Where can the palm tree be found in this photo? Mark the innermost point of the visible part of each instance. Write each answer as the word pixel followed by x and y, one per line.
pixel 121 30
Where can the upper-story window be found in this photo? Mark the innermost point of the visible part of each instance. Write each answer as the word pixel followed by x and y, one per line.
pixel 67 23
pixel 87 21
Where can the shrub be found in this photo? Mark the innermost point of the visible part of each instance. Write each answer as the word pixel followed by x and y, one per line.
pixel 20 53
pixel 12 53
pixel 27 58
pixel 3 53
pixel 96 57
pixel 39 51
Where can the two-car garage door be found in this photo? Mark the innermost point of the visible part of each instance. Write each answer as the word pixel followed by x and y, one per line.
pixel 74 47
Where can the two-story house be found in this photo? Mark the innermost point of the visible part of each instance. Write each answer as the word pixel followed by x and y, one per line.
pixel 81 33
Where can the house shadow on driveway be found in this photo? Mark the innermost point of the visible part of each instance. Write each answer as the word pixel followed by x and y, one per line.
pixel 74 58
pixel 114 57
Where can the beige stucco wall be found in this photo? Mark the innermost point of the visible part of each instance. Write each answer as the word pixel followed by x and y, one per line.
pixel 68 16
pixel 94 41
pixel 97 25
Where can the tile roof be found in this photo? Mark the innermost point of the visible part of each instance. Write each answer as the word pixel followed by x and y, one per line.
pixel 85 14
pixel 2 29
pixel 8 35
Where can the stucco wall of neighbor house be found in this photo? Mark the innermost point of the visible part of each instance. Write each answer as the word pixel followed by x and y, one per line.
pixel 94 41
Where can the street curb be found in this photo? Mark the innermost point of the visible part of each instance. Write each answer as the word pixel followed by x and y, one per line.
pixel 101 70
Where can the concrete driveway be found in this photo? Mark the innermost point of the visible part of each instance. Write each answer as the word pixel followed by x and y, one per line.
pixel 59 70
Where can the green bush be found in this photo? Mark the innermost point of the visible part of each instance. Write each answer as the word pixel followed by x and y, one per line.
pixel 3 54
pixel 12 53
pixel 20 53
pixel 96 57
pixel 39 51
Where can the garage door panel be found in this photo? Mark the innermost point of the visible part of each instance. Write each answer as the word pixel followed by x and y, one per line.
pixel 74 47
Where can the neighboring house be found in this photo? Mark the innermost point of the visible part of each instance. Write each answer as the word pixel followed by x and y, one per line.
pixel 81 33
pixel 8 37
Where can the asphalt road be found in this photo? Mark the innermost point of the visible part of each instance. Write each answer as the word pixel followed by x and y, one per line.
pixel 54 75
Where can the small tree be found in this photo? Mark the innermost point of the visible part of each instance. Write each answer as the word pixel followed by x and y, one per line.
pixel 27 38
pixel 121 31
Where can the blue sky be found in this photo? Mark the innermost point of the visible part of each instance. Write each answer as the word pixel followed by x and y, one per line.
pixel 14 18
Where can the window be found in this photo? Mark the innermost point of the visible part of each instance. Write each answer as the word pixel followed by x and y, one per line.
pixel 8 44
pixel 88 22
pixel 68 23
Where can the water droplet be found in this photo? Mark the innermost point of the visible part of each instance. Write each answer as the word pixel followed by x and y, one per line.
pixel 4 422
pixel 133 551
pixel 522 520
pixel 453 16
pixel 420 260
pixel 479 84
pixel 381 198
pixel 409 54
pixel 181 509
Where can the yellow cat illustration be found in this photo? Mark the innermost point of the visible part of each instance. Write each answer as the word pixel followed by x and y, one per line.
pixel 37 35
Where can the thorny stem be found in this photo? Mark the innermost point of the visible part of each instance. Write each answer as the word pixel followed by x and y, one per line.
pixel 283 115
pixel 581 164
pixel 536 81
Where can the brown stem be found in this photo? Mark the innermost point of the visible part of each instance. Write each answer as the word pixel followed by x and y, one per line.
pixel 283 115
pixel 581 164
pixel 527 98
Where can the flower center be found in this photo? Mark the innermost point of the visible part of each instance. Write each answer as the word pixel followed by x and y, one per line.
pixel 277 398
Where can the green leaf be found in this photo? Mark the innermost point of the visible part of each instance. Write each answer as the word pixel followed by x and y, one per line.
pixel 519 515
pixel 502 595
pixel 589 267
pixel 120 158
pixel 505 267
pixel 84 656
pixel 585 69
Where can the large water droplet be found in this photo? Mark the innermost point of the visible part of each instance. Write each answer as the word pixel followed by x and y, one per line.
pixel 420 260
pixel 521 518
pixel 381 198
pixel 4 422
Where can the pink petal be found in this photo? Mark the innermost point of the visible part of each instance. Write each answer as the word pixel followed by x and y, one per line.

☆ ☆ ☆

Written instruction: Copy out the listing above without any changes, taking everything from the line containing "Where can the window" down to the line containing "pixel 585 69", with both of those lines included.

Exercise answer:
Where can the window be found in this photo? Mark the innermost point of the visible part of each instance. Write each answer as the word pixel followed by x and y, one per line.
pixel 8 44
pixel 88 22
pixel 68 23
Where can the water droplet be found in this photo? Mark the innermost point of the visible part of each instance. Write each answer as the word pixel followed by x and y, one per line.
pixel 4 422
pixel 133 551
pixel 522 520
pixel 453 16
pixel 420 260
pixel 479 84
pixel 381 198
pixel 409 54
pixel 181 509
Where can the yellow cat illustration be found in this photo? Mark the innermost point of the visible part of each instance. Write each answer as the word pixel followed by x and y, one per line.
pixel 37 35
Where can the thorny stem be found in this photo? Mark the innermost point of the visible part of each instance. Write each answer as the word pixel followed by x and y, one per line.
pixel 283 115
pixel 581 164
pixel 536 81
Where can the brown stem be found in this photo? Mark the innermost point of the visible part of each instance. Write each answer as the word pixel followed by x and y, one per line.
pixel 283 115
pixel 581 164
pixel 527 98
Where can the flower center be found in this photo? Mark the innermost point of the visible part of each instance. Write each answer as the word pixel followed by x and y, one per line.
pixel 277 398
Where can the green leaf be found in this photo? Mark the innermost point of the visible part of each instance. Write each answer as the word pixel followed by x and y, one per line.
pixel 519 515
pixel 502 595
pixel 589 267
pixel 120 158
pixel 505 267
pixel 84 656
pixel 585 69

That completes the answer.